Tasks for this exercise:
a – Reproduce, word for word, the part of the book review that begins with the words containing "First of all, I" and ends with "surprised even so.".
b – Carry on the book review from the point where it stops.

##### Passage

I was a little hesitant to pick this book up, at first, partially because so far my experience with Swedish crime writing has been solely Henning Mankell based. And the Wallander books certainly have their own feel, a sort of calm lull before and after storms, a meandering thought process and investigation, that I had grown accustomed to. By all accounts, Lisbeth Salander and Larsson offered no such things. Eventually, however, curiosity killed the cat and the buzz surrounding this trilogy grew to such a ridiculous level that I picked The Girl With the Dragon Tattoo up at the library.
Larsson is certainly no Mankell, that’s for sure. The book immediately grabbed my interest with a fantastic prologue, setting up a creepy mystery with a possible-crime–someone sending obscure, pressed flowers not native to Sweden to a police chief every year for a very long time–but then it instantly lost it. The long introduction to one of the main characters (Salander is arguably more of a show stealer) was necessary, but felt plodding. I found my eyes glazing over as I read details of Blomkvist’s fall from grace, and I knew that I should care more than I did about what happened to him. Things began to pick up with the introduction of Salander, though, who I could tell from the beginning was going to be a problematic character for me, both because she was interesting, but also came off as a bit of a creepy male fantasy “ideal alterna-woman,” capable of kicking ass, but still delicate, gorgeous, and with a mysterious, unpleasant past.
First of all, I don’t know whether this is a problem with the translation or the actual writing, but I found it kind of dry in a way that I didn’t enjoy. It made it hard to focus on the book at certain parts (especially when endless brothers, sons, great-nieces of the Vanger family were being uncatalogued, or financials discussed) because my eyes kept glancing off of the words. The actual mystery, though, kept me riveted, even if I had guessed the murderer as soon as that characterw as introduced–there were still plot twists enough that I was surprised even so.

##########
##### Data for review

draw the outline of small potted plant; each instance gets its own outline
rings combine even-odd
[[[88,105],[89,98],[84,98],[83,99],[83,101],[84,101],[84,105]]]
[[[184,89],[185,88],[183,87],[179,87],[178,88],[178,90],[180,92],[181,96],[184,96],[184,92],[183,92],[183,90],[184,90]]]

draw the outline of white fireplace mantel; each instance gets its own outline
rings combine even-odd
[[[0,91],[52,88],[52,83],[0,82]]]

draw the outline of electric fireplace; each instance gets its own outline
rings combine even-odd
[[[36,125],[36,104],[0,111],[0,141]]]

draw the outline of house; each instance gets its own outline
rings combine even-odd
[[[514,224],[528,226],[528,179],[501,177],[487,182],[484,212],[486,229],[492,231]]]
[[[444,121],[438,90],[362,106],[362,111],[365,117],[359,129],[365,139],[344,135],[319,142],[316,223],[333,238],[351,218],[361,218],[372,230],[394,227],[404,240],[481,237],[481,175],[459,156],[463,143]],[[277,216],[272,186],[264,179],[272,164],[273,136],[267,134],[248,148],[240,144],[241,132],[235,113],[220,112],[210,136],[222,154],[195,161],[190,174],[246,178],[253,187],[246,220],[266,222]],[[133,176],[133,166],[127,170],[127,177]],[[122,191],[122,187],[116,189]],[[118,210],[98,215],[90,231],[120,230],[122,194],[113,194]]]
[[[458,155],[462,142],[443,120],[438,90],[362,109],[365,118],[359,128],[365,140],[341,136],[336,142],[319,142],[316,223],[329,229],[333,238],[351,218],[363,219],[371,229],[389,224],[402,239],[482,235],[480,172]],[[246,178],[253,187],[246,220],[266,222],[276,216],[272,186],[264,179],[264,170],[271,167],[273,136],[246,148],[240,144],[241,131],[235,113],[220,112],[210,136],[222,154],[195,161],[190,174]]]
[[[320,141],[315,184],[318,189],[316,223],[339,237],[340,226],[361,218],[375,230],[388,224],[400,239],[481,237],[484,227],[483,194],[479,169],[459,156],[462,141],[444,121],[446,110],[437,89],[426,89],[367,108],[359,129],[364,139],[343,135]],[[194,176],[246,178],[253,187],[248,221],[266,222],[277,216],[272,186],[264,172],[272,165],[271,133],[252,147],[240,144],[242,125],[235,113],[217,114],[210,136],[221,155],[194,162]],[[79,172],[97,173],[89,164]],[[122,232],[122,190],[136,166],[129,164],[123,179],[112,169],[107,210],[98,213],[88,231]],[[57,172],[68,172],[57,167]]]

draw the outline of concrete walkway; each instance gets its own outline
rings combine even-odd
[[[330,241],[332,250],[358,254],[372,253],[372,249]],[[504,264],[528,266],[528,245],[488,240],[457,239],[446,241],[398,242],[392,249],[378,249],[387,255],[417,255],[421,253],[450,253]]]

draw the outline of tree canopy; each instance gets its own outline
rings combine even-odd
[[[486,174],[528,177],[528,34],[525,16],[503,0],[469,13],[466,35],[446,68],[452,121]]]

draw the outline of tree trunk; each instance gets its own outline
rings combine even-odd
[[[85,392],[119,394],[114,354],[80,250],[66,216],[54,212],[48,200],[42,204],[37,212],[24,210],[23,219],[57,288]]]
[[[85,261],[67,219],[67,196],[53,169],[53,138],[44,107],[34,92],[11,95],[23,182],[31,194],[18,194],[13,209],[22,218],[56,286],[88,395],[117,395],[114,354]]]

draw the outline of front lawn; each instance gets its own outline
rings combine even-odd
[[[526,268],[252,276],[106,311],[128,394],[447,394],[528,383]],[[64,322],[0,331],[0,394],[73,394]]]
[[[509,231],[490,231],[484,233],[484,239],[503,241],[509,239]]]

##########

Answers per task:
a –
First of all, I don’t know whether this is a problem with the translation or the actual writing, but I found it kind of dry in a way that I didn’t enjoy. It made it hard to focus on the book at certain parts (especially when endless brothers, sons, great-nieces of the Vanger family were being uncatalogued, or financials discussed) because my eyes kept glancing off of the words. The actual mystery, though, kept me riveted, even if I had guessed the murderer as soon as that characterw as introduced–there were still plot twists enough that I was surprised even so.

b –
Some reviewers have made mention that this is a “righteously angry” book, which is an assessment that I can’t disagree with. It is almost oppressively so at times; leaning towards the self-righteous. Each chapter is headed off with a statistic about violence by Swedish men towards Swedish women–they are depressing, to be sure. But by contrast, some of the sexual violence in the book seems to be too graphic… not quite intended to titillate sexually, but to titillate our senses of horror, if that makes sense. I was uncomfortable in a way that went beyond the normal discomfort of reading a rape scene (it may have been the extremely clinical language contrasted with the violence and that character’s reaction to it…)
Another qualm I have is that supporting characters were rather two-dimensional. Even Blomkvist himself is a sort of a cypher, a “nice” man without many personality traits beyond being a decent person and the straight man to Salander’s screwball.
Either way, I can’t quite say that I enjoyed reading this book. I found it fascinating (except for the denouement, which went back to mind-numbingly boring financials and a revenge I didn’t care about), and will probably read the sequels, but it’s not going to be gaining a place on my bookshelf any time soon.